- _SET EXERCISE_: Copy out the entries below exactly as they appear, omitting the picture.

- _EXTRACTED ENTRIES_:
______

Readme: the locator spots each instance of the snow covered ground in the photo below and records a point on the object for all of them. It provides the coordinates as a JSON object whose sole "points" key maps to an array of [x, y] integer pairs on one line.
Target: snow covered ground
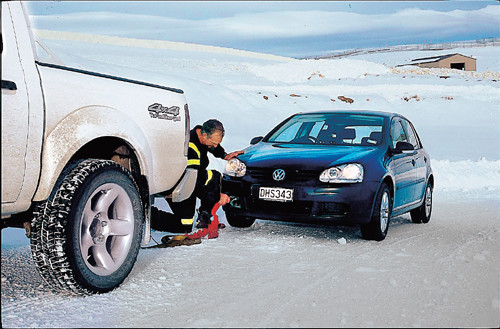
{"points": [[441, 274]]}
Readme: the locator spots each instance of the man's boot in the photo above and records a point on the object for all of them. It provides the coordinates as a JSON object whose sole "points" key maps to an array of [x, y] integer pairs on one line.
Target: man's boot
{"points": [[203, 219]]}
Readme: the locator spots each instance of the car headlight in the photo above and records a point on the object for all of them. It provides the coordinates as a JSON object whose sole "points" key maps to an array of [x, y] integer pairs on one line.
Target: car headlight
{"points": [[348, 173], [235, 168]]}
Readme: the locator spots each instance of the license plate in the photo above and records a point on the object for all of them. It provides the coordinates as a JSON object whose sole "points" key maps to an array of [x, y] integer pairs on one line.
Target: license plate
{"points": [[276, 194]]}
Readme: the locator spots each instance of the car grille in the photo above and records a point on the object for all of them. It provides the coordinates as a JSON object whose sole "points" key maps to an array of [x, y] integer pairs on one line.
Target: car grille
{"points": [[302, 207], [296, 207], [292, 175]]}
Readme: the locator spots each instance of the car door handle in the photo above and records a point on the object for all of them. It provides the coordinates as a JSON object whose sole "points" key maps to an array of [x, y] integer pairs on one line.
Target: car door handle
{"points": [[10, 85]]}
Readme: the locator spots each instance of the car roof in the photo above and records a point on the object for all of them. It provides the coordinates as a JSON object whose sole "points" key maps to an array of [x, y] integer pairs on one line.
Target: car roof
{"points": [[367, 112]]}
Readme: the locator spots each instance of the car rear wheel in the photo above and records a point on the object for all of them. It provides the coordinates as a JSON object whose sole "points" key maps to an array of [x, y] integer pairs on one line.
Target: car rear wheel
{"points": [[423, 213], [85, 238], [378, 226], [239, 221]]}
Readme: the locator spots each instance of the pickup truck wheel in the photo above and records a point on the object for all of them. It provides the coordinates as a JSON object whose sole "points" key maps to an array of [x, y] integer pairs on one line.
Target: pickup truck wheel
{"points": [[239, 221], [86, 237]]}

______

- _SOLUTION FOR THIS EXERCISE_:
Readme: the locator spots each instance of the snow covered ground in the photo below and records a point on the object for all of them. It provides the coordinates as a JSON object whose sole "points" key maps to an array of [x, y] integer pairs on one line.
Target: snow covered ground
{"points": [[441, 274]]}
Readme: the locator spots each instance of the man's boot in the photo above and records a point on the object for all of them. It provides the coordinates as a JSON object whose sole "points" key maps to an array of [x, y] integer pairs on one line.
Target: man's boot
{"points": [[203, 219]]}
Readme: the locator spots each instance of the car headlight in the photo above and records a point on the object for all of them. It provides the coordinates as a JSON object whose sole "points" key maps to an array of [x, y] integer pairs on one line.
Target: car headlight
{"points": [[348, 173], [235, 168]]}
Readme: the locator spots each instance of the license plate in the photo above and records a point on the object for all of them. It provides the coordinates as a JSON object whose sole "points" key maps to an array of [x, y] integer pairs on one line.
Target: license plate
{"points": [[276, 194]]}
Readme: the locator spots each instance of the car grille in the photo above and records a point on the object for all of them. It provides the coordinates as a JSON object whose sole "points" key maps to an array of [x, y] integer pairs on one line.
Target: car grille
{"points": [[302, 207], [296, 207], [292, 175]]}
Readme: the locator spots each instance of the car door handle in the photo above and records a point on the object for all of them. It provides the coordinates as a JSON object whose sole "points" key maps to an array of [x, y] integer pairs on one line.
Target: car door handle
{"points": [[10, 85]]}
Readme: the locator spots each instance of the car roof in the photo above and records a point on the object for all of them. It provides the coordinates as a JSON object whose sole "points" key maps to an array of [x, y] integer pairs on one line.
Target: car roof
{"points": [[367, 112]]}
Readme: the locator spots each instance of the car rear wheel in the photo above and records a point on the object for all of them. It provides the coordinates as a JSON object whose sole "points" key maps to an array of [x, y] integer pairs on one line.
Target: car rear wheel
{"points": [[423, 213], [85, 238], [378, 226], [239, 221]]}
Readme: the locator spots each instance of the pickup truck wheel in the photo above and records a point on the object for all of them. It provides the coordinates as a JSON object whose sole "points" key maps to an array of [x, y] integer pairs on one line.
Target: pickup truck wheel
{"points": [[239, 221], [86, 237]]}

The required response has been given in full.